__Extracted entries__
——
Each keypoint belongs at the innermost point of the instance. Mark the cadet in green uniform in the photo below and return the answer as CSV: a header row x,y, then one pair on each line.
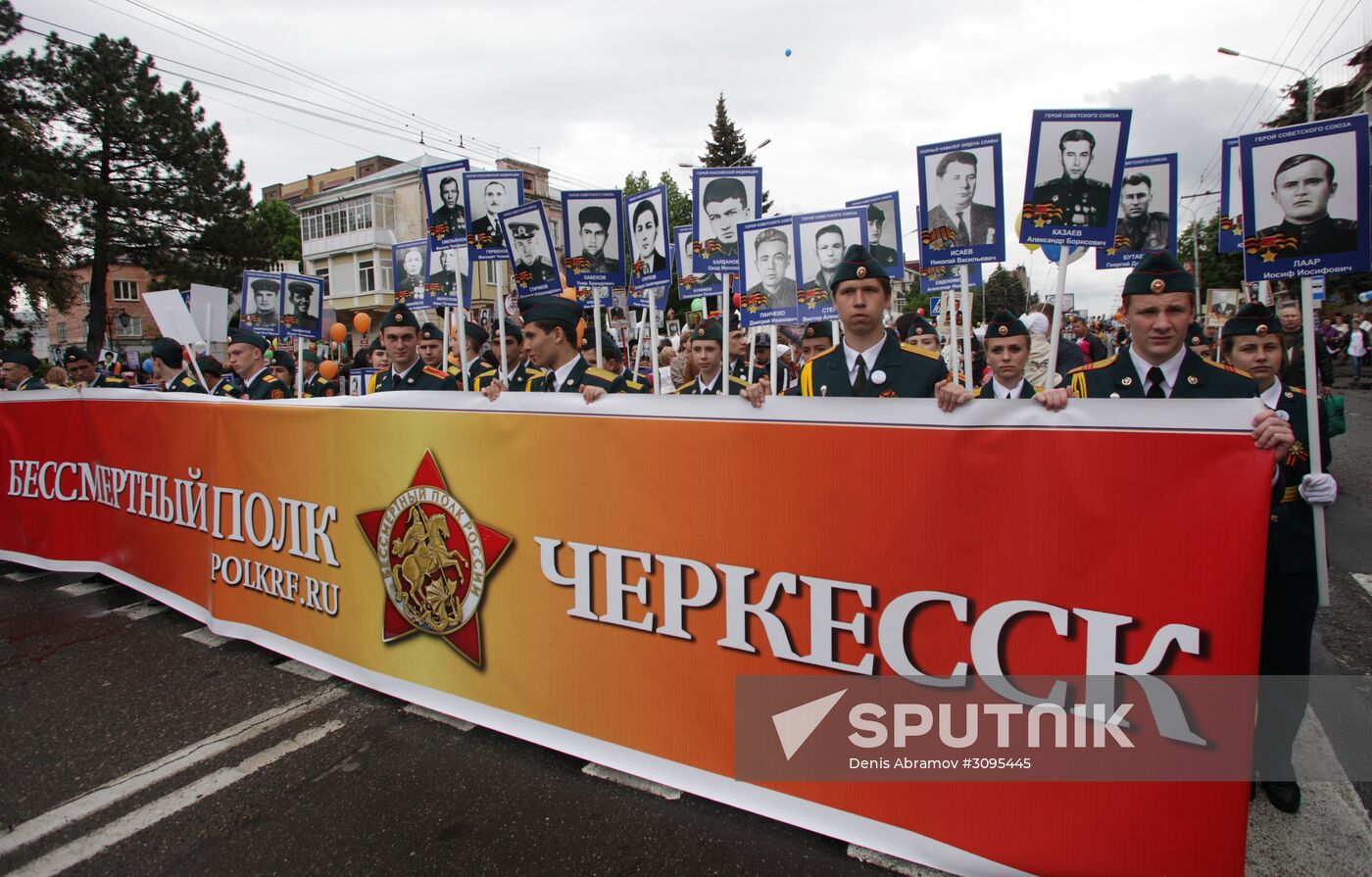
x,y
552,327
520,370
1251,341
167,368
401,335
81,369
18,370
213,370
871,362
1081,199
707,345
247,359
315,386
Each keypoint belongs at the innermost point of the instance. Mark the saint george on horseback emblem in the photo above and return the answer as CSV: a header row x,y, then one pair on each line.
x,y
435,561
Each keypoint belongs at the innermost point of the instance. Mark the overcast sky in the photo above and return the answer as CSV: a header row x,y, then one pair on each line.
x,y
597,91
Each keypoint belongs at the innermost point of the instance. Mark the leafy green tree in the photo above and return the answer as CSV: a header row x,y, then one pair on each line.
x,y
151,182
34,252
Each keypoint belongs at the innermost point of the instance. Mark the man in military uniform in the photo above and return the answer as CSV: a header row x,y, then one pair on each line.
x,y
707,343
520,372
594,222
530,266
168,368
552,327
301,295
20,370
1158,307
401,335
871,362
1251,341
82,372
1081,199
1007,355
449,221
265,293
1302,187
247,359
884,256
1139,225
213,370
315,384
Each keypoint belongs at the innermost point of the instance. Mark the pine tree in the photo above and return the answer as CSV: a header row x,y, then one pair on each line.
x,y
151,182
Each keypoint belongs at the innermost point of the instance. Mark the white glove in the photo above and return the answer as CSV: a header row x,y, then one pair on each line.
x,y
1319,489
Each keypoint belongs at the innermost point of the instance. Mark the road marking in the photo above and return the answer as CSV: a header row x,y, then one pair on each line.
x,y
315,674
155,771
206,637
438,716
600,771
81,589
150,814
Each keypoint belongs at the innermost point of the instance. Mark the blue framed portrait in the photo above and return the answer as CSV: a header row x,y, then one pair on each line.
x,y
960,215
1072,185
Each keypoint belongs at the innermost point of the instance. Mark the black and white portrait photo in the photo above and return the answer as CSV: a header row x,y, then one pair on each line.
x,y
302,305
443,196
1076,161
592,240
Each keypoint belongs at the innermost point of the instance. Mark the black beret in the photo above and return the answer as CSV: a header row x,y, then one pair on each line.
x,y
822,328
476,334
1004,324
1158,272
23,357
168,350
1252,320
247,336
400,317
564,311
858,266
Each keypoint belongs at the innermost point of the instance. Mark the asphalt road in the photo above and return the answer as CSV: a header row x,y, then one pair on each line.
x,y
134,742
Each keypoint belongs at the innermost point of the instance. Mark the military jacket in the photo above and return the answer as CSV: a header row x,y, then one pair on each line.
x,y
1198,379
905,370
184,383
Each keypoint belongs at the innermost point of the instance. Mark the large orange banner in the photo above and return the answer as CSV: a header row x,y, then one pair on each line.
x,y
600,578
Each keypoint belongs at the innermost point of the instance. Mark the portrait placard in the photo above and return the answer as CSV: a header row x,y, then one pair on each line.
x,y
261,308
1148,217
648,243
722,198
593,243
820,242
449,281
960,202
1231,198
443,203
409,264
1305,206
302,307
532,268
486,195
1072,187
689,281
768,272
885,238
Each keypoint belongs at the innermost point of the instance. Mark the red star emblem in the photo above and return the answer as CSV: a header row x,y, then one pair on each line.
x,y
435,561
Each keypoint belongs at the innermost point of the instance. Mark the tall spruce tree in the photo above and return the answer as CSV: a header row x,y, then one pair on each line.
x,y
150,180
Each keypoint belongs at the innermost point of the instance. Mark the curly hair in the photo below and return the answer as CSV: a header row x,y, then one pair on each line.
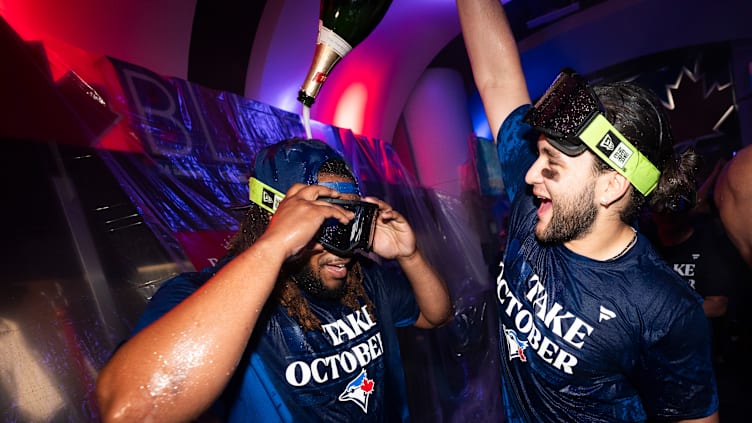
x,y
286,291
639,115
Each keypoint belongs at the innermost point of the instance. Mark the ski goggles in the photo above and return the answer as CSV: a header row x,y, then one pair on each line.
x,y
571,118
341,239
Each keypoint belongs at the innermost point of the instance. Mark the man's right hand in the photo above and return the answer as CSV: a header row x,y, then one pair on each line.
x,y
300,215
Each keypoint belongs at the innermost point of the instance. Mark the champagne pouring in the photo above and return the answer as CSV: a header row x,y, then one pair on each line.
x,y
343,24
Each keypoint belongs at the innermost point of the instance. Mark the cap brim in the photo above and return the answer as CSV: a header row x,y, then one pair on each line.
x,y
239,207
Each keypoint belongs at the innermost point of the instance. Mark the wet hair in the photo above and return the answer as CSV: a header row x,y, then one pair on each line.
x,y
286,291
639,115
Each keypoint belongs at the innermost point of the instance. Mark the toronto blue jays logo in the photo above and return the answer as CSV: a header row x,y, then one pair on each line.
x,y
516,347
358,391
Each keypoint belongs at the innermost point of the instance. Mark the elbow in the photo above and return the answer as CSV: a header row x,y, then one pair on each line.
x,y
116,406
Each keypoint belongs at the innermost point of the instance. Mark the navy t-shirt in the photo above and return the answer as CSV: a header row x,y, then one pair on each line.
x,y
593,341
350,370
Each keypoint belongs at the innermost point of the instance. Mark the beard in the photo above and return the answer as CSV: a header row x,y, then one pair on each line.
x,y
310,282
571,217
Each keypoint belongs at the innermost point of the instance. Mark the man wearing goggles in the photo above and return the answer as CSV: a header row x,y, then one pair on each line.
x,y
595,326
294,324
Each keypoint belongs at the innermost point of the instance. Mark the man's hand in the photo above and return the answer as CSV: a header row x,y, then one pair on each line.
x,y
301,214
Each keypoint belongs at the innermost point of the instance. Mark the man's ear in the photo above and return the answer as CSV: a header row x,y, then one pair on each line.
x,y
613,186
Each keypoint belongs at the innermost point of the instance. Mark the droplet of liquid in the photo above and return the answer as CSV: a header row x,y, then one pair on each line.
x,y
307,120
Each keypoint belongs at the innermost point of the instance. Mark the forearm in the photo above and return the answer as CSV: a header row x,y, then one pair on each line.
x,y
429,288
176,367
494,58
——
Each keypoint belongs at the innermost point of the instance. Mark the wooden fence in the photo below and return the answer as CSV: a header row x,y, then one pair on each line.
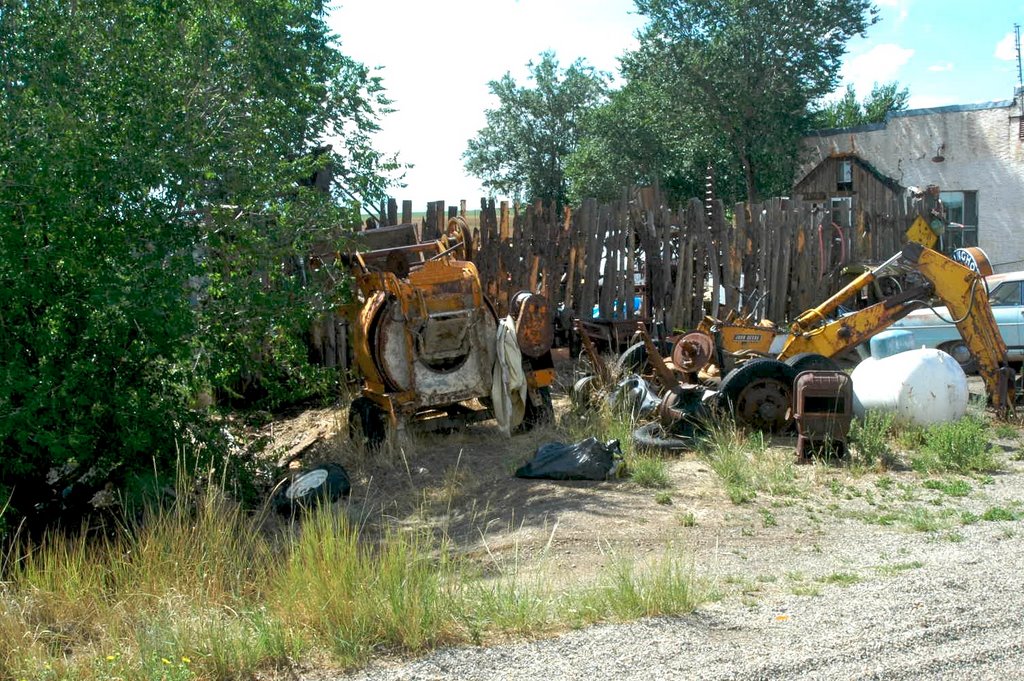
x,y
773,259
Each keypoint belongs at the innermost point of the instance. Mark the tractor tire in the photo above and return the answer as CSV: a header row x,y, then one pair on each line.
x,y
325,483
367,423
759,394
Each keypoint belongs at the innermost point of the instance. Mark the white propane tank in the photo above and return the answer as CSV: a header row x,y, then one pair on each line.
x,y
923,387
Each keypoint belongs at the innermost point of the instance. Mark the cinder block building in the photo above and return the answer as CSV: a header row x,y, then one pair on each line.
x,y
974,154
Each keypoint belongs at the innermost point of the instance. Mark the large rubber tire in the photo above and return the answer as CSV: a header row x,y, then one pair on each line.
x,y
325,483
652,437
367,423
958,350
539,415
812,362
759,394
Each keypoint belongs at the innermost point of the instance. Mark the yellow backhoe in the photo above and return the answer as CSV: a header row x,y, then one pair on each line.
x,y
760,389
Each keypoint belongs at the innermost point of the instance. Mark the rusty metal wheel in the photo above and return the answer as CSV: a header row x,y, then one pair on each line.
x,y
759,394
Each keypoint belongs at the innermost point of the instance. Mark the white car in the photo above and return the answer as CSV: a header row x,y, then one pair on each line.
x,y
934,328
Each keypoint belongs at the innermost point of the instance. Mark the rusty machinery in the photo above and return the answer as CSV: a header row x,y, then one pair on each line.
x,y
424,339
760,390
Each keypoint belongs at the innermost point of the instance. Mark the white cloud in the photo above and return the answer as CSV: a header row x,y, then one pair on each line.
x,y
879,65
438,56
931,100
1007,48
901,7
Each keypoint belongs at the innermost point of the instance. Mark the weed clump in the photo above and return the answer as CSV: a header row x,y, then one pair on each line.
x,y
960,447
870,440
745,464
——
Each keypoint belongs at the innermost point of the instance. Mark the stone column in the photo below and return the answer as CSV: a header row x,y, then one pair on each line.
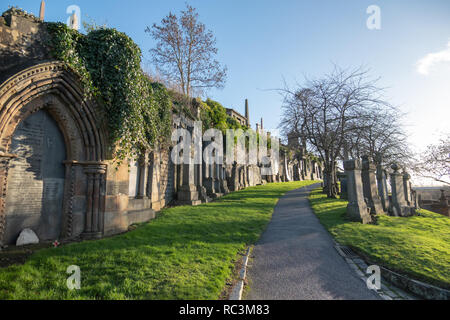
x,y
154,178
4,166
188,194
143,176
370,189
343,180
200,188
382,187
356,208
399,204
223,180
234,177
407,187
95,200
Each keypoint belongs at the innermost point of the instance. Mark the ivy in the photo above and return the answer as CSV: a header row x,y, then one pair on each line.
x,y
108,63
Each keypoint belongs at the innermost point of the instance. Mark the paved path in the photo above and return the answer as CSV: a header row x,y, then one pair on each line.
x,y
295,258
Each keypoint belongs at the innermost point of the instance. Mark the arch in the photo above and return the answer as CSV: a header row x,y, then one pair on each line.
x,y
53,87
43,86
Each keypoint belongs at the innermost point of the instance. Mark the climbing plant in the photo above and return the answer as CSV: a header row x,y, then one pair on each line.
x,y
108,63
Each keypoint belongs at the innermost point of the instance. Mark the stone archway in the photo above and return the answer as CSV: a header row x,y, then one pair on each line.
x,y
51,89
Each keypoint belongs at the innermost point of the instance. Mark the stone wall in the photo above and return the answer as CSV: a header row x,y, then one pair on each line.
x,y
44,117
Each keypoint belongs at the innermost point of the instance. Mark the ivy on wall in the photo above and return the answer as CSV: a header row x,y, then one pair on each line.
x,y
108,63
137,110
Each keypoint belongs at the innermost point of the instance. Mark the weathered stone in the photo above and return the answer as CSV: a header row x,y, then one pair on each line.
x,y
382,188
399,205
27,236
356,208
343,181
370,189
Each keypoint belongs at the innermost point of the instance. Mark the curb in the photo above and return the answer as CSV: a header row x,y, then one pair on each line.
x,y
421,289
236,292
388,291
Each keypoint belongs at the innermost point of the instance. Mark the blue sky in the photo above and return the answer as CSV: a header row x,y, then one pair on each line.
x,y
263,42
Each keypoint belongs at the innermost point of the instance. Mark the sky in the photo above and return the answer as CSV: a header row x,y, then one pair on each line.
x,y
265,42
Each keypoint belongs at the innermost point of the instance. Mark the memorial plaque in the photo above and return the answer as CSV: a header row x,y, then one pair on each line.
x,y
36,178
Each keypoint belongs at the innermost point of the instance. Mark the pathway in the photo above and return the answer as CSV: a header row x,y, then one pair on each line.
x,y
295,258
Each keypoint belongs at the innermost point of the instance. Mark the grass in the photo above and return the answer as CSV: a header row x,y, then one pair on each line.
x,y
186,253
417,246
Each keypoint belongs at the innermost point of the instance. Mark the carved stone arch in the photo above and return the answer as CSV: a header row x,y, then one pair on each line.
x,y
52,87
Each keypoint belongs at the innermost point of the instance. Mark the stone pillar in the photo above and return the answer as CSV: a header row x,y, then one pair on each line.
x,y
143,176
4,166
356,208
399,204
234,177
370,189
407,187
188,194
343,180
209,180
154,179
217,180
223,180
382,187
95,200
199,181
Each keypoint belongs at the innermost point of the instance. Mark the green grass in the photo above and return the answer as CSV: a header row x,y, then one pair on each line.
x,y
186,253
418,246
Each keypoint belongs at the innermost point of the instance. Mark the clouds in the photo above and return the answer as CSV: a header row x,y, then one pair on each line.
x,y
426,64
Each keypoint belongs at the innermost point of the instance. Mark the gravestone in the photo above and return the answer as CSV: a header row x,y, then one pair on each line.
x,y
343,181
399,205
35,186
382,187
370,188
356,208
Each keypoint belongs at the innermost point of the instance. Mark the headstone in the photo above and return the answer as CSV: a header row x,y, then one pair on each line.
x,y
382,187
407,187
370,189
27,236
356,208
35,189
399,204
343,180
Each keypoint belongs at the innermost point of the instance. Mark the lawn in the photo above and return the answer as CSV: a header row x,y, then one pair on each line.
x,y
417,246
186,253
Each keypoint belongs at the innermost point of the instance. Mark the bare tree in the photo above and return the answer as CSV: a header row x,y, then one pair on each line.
——
__What this task involves__
Extract each line from the items above that contains the string "road". Treat uppercase and lowercase letters as distinct.

__Exercise result__
Each keypoint belongs at the innermost point of the instance. Mark the road marking in the photo above and return the answer as CSV: a header row x,y, then one pair on each line.
Each keypoint belongs at the innermost point of the instance. Mark the asphalt road in the photo above and return the answer as CSV: a header row x,y, then one pair on each line.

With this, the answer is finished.